EJERCICIO BREVE 1: Reproduce al pie de la letra el pasaje del texto sobre la posmodernidad que comienza en "Ya son millones" y termina en "sindicalistas de oficio.".
EJERCICIO BREVE 2: Según el texto sobre la posmodernidad, ¿qué crisis es más grave que la crisis económica?
EJERCICIO BREVE 3: Prosigue el texto sobre la posmodernidad a partir de su última oración.

TEXTO DADO:

--

AQUÍ NO HAY NEUTRALIDAD

AQUÍ NO HAY NEUTRALIDAD

miércoles, 12 de mayo de 2010

POSMODERNIDAD

POSMODERNIDAD:
NATURALEZA, CONSECUENCIAS, SIGNOS Y CONTRADICCIONES.
COROLARIO Y ALTERNATIVA

La crisis económica mundial acapara sin duda la preocupación y la atención de todos. No injustificadamente, desde luego. La crisis económica arrastra ya a la penuria, a la pobreza y a la desesperación del paro, a millones de personas en todo el mundo, singularmente en nuestra Patria.
Ya son millones los españoles que sufren la angustia del desempleo y, con toda probabilidad, serán (o seremos) muchos más en los próximos meses sin que se vea el final del túnel, un negro túnel sólo amenizado por las bufonadas de los políticos y las aralacas huecas de los sindicalistas de oficio.
Ocuparnos en dar solución al problema acuciante del paro es, más que justificado, inexcusable.

Sin embargo, a fuerza de ser sinceros, hemos de reconocer que no es la crisis económica la más grave de las amenazas a las que nos enfrentamos.
Lo cierto es que la sociedad occidental sufre hoy (desde hace ya bastante, demasiado, tiempo) una crisis de naturaleza más profunda y de consecuencias más trascendentes que las que corresponden a la crisis económica. Se trata, ya se habrá adivinado, de la crisis de valores.

La sociedad surgida al socaire del pensamiento ilustrado de la Modernidad talló a sangre y fuego la palabra Libertad en el frontispicio de sus ágoras y en las portadas de los libros de sus filósofos grabó en oro la palabra Razón.
Las élites ilustradas en la Enciclopedia y en las reuniones de los salones de la aristocracia y la alta burguesía se erigieron en los paladines de la universal, connatural y eterna aspiración de libertad del ser humano.
Frente al despotismo del Régimen autoritario alzaron la bandera de la libertad individual, asentada en el irrenunciable principio de igualdad ante la Ley frente al sistema de privilegios del Antiguo Régimen.

--

Extracto de un conjunto de datos:
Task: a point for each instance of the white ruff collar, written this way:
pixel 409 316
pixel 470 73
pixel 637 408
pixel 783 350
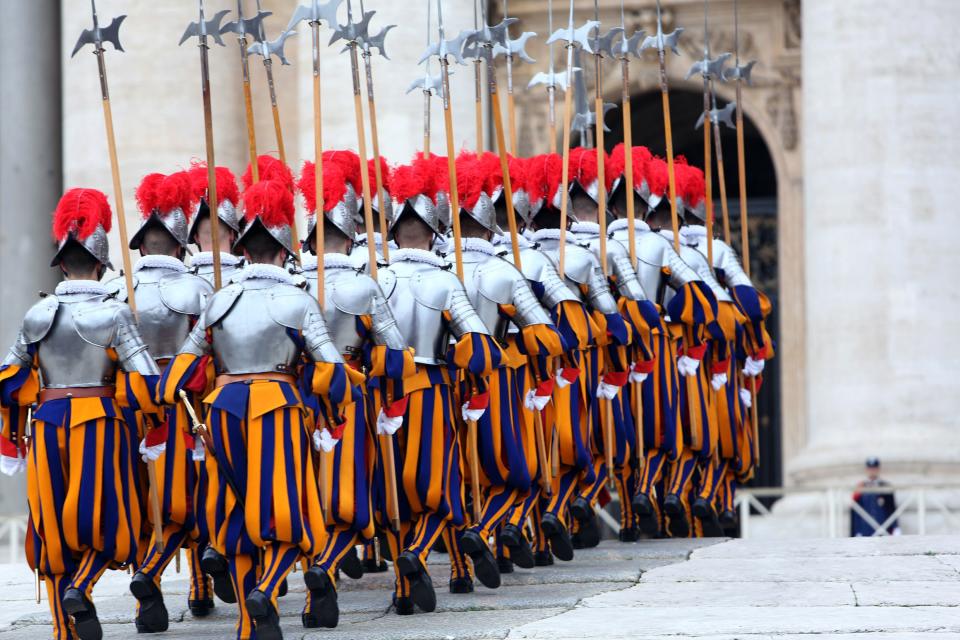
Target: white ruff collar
pixel 159 262
pixel 693 234
pixel 586 228
pixel 330 261
pixel 67 287
pixel 617 225
pixel 479 245
pixel 416 255
pixel 260 271
pixel 205 259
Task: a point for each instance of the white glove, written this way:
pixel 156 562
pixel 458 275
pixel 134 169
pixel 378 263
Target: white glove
pixel 718 381
pixel 687 366
pixel 471 415
pixel 387 426
pixel 322 440
pixel 752 368
pixel 12 466
pixel 607 391
pixel 533 402
pixel 148 454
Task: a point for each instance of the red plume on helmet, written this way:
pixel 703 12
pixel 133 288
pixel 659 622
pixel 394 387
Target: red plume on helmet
pixel 269 168
pixel 80 211
pixel 271 201
pixel 349 164
pixel 334 184
pixel 227 190
pixel 407 181
pixel 471 178
pixel 657 177
pixel 161 194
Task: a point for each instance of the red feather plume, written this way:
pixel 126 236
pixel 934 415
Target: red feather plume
pixel 269 168
pixel 657 177
pixel 334 185
pixel 271 200
pixel 163 194
pixel 227 189
pixel 81 210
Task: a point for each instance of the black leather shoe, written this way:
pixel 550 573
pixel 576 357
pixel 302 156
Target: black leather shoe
pixel 324 609
pixel 266 621
pixel 403 606
pixel 84 614
pixel 646 514
pixel 421 586
pixel 484 562
pixel 556 533
pixel 370 566
pixel 677 523
pixel 520 552
pixel 628 534
pixel 461 585
pixel 215 566
pixel 728 519
pixel 703 511
pixel 200 608
pixel 351 566
pixel 152 615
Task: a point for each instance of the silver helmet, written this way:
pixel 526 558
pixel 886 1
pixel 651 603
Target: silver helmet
pixel 228 198
pixel 268 204
pixel 83 218
pixel 164 202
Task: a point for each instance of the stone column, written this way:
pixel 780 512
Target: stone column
pixel 30 178
pixel 881 188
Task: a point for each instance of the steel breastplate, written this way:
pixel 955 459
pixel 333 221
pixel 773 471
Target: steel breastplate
pixel 66 359
pixel 248 338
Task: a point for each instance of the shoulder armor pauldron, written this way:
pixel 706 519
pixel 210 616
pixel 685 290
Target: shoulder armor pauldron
pixel 288 306
pixel 353 293
pixel 184 293
pixel 221 303
pixel 39 319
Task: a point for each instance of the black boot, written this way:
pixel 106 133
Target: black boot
pixel 421 586
pixel 152 615
pixel 520 552
pixel 84 614
pixel 200 608
pixel 677 523
pixel 484 562
pixel 703 511
pixel 556 533
pixel 266 620
pixel 646 514
pixel 403 606
pixel 589 531
pixel 215 566
pixel 351 566
pixel 324 609
pixel 461 585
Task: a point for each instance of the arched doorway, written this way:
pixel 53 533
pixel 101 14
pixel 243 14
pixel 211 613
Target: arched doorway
pixel 685 108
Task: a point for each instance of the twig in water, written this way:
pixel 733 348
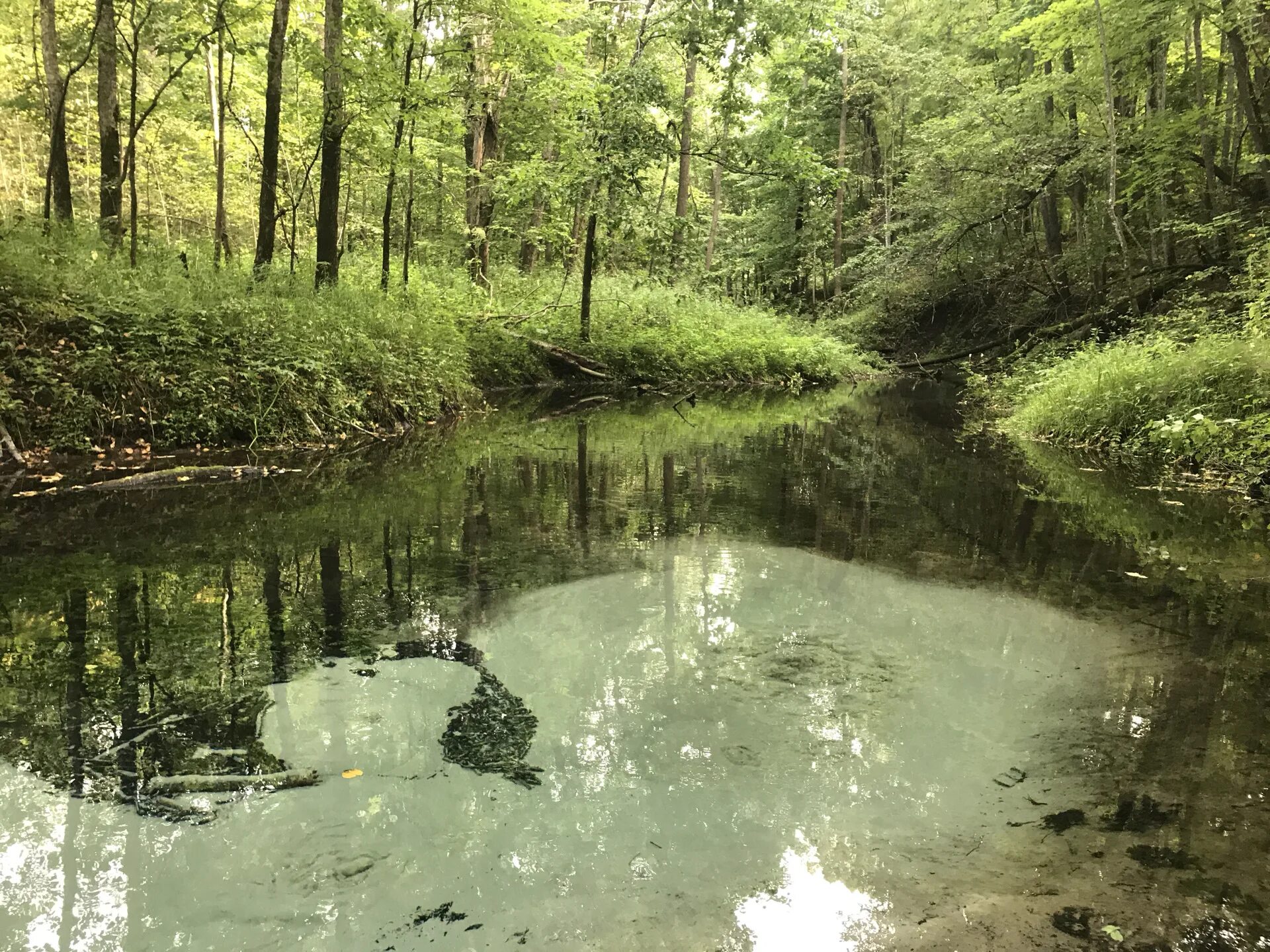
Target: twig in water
pixel 7 441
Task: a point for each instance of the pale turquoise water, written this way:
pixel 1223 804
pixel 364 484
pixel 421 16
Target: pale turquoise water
pixel 800 677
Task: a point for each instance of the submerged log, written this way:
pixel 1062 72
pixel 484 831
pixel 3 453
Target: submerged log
pixel 578 361
pixel 228 783
pixel 179 476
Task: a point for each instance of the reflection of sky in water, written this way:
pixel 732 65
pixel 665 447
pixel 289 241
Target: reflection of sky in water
pixel 812 913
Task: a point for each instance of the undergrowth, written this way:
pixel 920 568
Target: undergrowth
pixel 1191 386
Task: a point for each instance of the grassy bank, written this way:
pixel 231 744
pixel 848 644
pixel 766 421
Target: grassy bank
pixel 1205 402
pixel 1188 388
pixel 182 354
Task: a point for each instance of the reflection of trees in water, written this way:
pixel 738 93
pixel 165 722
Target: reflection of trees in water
pixel 139 655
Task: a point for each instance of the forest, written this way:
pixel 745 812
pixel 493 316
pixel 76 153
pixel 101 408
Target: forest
pixel 240 220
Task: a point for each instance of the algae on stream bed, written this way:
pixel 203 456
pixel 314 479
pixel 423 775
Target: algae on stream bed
pixel 806 675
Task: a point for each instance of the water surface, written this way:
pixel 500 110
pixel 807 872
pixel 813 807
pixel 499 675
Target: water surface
pixel 779 673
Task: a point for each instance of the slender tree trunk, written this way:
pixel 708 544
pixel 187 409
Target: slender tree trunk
pixel 1049 212
pixel 216 97
pixel 332 144
pixel 398 135
pixel 681 201
pixel 130 159
pixel 480 144
pixel 267 216
pixel 530 245
pixel 1113 175
pixel 657 216
pixel 111 185
pixel 408 226
pixel 58 187
pixel 588 270
pixel 840 195
pixel 1206 132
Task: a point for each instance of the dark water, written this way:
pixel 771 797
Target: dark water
pixel 779 673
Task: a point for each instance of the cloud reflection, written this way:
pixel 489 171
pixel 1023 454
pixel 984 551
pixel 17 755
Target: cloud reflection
pixel 810 912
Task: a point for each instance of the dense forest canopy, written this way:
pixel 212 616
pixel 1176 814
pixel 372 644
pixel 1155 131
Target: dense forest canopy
pixel 886 157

--

RESPUESTA 1:
Ya son millones los españoles que sufren la angustia del desempleo y, con toda probabilidad, serán (o seremos) muchos más en los próximos meses sin que se vea el final del túnel, un negro túnel sólo amenizado por las bufonadas de los políticos y las aralacas huecas de los sindicalistas de oficio.

RESPUESTA 2: La crisis de valores.

RESPUESTA 3:
Frente al desviado y prostituido paradigma del origen divino del poder del Príncipe, alzaron el del origen contractual del poder soberano del Pueblo.
Frente a la Verdad categórica, alzaron el paradigma de la Razón como pilar de todo pensamiento y de todo Orden social, económico y político.

Pero al igual que dos más dos son cuatro sólo en un sistema decimal de numeración, la Razón devino relativa respecto del tiempo y el lugar.
El relativismo se erigió así en categoría de la “nueva” filosofía (en realidad, tan antigua como el hombre).
Sin detenerse en el absurdo que implica que, siendo todo diferente, para ser homónimo todo ha de ser igualmente verdadero a la vez que igualmente falso; el pensamiento relativista ha infestado, no ya todo el Orden social, sino la vida de todos y cada uno de los individuos. Desde las categorías de valores más complejas a las actitudes cotidianas más elementales están informadas de un relativismo omnipresente.
La incertidumbre de la Razón relativa, más allá del pasivo (aunque aniquilador) negativismo nihilista del bien y del mal, ha trascendido en la posmodernidad como afirmación dogmática del valor homónimo de cualesquiera conceptos, pensamientos, filosofías o moral.

La negación de la Verdad absoluta se afirma así, en lo que constituye la primera de sus contradicciones, como la única y absoluta verdad.
El discurso de la paridad de lo diferente, incluso de lo contradictorio, se afirma como “pensamiento único” en el paradigma de la negación de la Verdad.

La posmodernidad que informa la sociedad actual no reconoce otra categoría que la que corresponde a la afirmación del valor igual de lo diferente, incluso de lo opuesto.

Así, desde la posmodernidad, para la que vale todo, para la que todo es igual y nada es mejor; no es posible la autoridad, que trae causa del orden deducido del reconocimiento y afirmación de la Verdad según una estricta prelación de valores, es decir, de la jerarquía.
Así, desde la afirmación dogmática de la diferencia que la posmodernidad proclama, no es posible la afirmación de lo colectivo. No es posible la afirmación de proyecto común alguno que trascienda la mera convivencia indiferente sólo tejida por la mutua, incómoda e indeseada interdependencia. Así, el hombre sometido al imperio de la posmodernidad no comparte con el otro sus proyectos, sus afanes, sus valores, sus ilusiones, sus éxitos o fracasos; el otro (que más que prójimo es mero extraño, cuando no competidor o enemigo) sólo es soportado en tanto incómodo e indeseado pero necesario recurso para la propia supervivencia e interés.
Así, cada uno está perfectamente solo en la promiscua compañía de los otros. ¿Acaso no es la soledad una de las grandes “epidemias” de este tiempo de masas, de multitudes?.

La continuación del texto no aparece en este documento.